**Quelle:**
- - -

Zu den »Bankerln« im Stadtgebiet: Diese sind für die Älteren oder körperlich Eigeschränkten unter uns unverzichtbar, um selbstständig unterwegs sein zu können. Wir brauchen daher mehr und nicht weniger davon – und ganz sicher nicht nur am Gürtel sondern rund um unsere Häuser alle 20 Meter eines! Dann verteilen sich übrigens auch die Nebenwirkungen besser. Weiters werden wir nicht umhinkommen, uns mit dem Verhalten im öffentlichen Raum intensiver auseinander setzen zu müssen. Egal ob lärmendes Verhalten, Hundstrümmerl oder zugestellte Gehwege, diese Themen gehören breit besprochen und gegebenenfalls durch entsprechend robustes Auftreten dafür geeigneter Personen geklärt. Sich mittels Zäunen, Polizeieinsätzen oder eben dem Abbau wichtiger Infrastruktur für Fußgänger um diese Kommunikationsaufgabe zu drücken, halte ich für ein ganz schlechte Politik.

- - -

**Zeilen:**
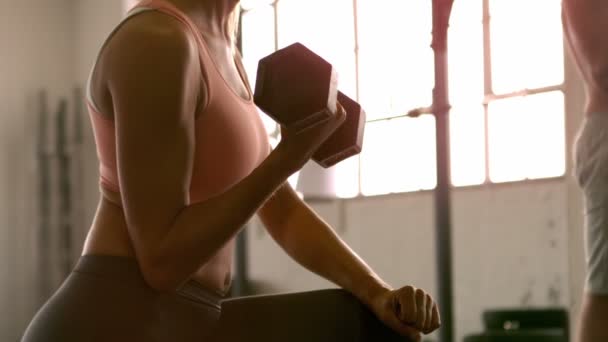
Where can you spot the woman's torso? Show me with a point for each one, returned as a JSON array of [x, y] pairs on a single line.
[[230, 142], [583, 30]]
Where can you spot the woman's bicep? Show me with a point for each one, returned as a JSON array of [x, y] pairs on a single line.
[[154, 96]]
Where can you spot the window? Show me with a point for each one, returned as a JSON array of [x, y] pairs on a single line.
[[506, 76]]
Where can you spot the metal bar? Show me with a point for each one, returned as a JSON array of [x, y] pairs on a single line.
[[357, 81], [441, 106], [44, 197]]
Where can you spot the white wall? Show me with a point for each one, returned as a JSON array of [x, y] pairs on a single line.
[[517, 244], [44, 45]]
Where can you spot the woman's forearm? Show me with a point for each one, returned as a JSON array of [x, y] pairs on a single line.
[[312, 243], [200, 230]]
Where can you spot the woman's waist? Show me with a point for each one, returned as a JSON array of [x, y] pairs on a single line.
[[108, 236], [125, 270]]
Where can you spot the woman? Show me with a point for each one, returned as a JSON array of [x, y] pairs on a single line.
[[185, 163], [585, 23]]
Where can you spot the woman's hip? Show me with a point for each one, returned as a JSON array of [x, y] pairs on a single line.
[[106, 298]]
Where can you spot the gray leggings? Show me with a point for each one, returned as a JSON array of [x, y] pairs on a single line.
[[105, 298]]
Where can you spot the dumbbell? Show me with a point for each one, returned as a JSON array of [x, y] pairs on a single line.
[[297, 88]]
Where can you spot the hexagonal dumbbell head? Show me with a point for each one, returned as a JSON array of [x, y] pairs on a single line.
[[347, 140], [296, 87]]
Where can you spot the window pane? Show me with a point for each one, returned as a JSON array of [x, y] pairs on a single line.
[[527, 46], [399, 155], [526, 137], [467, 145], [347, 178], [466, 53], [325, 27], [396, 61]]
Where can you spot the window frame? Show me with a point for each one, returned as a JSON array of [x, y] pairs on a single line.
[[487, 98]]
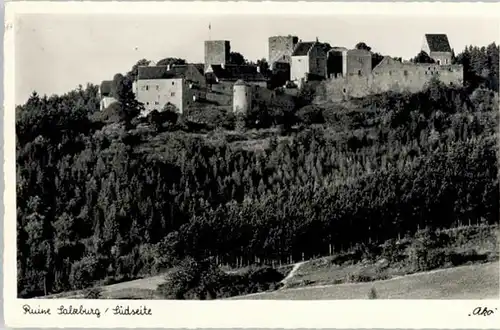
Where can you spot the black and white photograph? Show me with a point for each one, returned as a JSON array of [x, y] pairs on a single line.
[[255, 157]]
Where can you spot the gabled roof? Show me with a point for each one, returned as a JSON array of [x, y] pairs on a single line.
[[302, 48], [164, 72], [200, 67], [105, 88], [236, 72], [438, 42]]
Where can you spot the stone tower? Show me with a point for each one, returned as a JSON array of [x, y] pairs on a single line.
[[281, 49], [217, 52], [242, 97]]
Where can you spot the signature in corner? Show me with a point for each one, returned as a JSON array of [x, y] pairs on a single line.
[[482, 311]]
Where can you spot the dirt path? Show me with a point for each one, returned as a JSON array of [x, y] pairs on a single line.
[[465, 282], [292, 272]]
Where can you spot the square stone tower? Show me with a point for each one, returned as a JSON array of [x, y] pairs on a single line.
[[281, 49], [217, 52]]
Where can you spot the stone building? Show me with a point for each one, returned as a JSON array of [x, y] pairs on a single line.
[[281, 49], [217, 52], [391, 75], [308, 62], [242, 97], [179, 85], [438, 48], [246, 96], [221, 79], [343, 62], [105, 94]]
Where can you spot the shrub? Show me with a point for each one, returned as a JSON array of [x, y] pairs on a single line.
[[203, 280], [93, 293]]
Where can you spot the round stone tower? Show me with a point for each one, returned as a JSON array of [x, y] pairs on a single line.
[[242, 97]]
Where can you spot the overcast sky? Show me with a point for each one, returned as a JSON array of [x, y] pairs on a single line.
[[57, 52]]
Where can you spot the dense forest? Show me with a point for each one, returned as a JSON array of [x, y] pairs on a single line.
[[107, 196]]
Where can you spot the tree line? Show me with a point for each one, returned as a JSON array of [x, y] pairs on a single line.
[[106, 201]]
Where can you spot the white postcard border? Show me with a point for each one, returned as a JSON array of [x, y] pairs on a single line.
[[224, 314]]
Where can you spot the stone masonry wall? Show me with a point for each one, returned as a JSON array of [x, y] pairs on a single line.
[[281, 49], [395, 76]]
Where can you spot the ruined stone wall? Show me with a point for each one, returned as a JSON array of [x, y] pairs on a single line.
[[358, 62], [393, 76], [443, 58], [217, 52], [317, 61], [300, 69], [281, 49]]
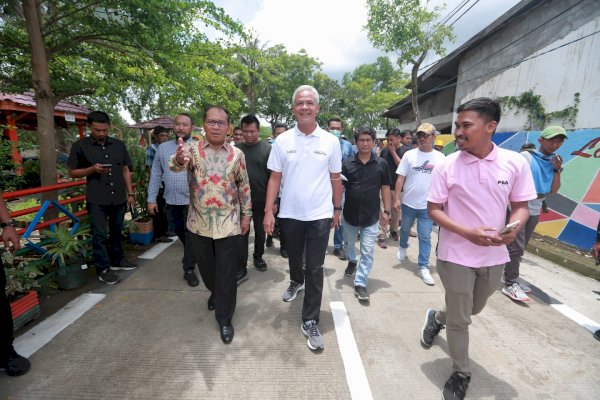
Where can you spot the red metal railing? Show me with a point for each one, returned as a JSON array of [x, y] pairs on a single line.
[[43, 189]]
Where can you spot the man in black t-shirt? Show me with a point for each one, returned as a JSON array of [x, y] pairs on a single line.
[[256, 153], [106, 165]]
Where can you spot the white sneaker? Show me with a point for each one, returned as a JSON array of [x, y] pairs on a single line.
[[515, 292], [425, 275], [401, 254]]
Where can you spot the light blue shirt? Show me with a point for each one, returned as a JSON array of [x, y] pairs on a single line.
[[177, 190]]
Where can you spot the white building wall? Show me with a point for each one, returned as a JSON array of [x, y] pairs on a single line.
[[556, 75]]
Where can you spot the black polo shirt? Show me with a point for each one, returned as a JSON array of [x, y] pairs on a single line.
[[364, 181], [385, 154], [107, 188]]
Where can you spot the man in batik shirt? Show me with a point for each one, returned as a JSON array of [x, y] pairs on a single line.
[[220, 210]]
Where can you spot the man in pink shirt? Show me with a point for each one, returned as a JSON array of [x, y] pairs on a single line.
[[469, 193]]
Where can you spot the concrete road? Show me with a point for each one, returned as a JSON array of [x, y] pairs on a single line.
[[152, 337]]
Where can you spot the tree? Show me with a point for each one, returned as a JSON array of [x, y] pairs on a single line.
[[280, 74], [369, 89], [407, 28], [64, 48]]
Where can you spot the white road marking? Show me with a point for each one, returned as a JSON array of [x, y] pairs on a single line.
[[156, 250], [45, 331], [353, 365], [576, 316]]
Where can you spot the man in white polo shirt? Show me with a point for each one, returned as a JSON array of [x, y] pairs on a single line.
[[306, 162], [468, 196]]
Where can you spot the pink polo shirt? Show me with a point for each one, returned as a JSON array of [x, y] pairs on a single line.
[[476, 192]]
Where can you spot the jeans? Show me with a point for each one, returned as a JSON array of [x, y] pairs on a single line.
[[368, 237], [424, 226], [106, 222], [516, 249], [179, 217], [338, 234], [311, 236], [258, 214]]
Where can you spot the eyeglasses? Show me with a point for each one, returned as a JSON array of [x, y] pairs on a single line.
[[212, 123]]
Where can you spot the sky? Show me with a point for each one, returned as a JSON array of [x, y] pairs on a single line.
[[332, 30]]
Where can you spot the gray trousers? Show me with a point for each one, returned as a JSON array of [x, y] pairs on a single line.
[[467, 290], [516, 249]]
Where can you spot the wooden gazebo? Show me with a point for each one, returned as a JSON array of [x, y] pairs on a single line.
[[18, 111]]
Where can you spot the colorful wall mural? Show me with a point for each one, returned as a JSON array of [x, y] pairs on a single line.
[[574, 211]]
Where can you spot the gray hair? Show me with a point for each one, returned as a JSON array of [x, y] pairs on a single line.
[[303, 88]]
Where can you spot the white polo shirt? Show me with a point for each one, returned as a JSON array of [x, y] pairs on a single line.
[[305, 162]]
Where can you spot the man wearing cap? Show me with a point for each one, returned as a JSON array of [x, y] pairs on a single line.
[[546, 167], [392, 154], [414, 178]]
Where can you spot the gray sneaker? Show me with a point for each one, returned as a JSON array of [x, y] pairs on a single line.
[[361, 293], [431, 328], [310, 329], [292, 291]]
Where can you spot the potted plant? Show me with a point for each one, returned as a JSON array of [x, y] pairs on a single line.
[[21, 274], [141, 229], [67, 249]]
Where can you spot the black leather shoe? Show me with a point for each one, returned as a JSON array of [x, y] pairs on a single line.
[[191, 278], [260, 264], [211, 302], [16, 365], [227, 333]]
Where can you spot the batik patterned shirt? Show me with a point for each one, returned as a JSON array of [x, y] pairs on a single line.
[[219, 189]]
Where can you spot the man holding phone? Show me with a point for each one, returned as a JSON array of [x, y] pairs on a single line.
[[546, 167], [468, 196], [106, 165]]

- - -

**Ihre Aufgabe:**
Greifen Sie den Text über die Sitzbänke im Stadtgebiet nach seinem letzten Satz auf und schreiben Sie ihn weiter. Das Material wird für die Bearbeitung nicht benötigt.

**Endgültige Antwort:**
Hoffnung keimt auf

Die Kommunikation mit der zuständigen MA 13 und dem AwA*-Verein gestaltete sich etwas zäh aber letztendlich steht nun fest: Die Wientalterrasse wird ab sofort an den Wochenenden vom AwA* Kollektiv betreut. AwA Team unterwegs am Donaukanal. Diesen Sommer wird auch die Wientalterrasse jeden Freitag und Samstag sowie vor Feiertagen in der Abendzeit bis ca. 4h besucht.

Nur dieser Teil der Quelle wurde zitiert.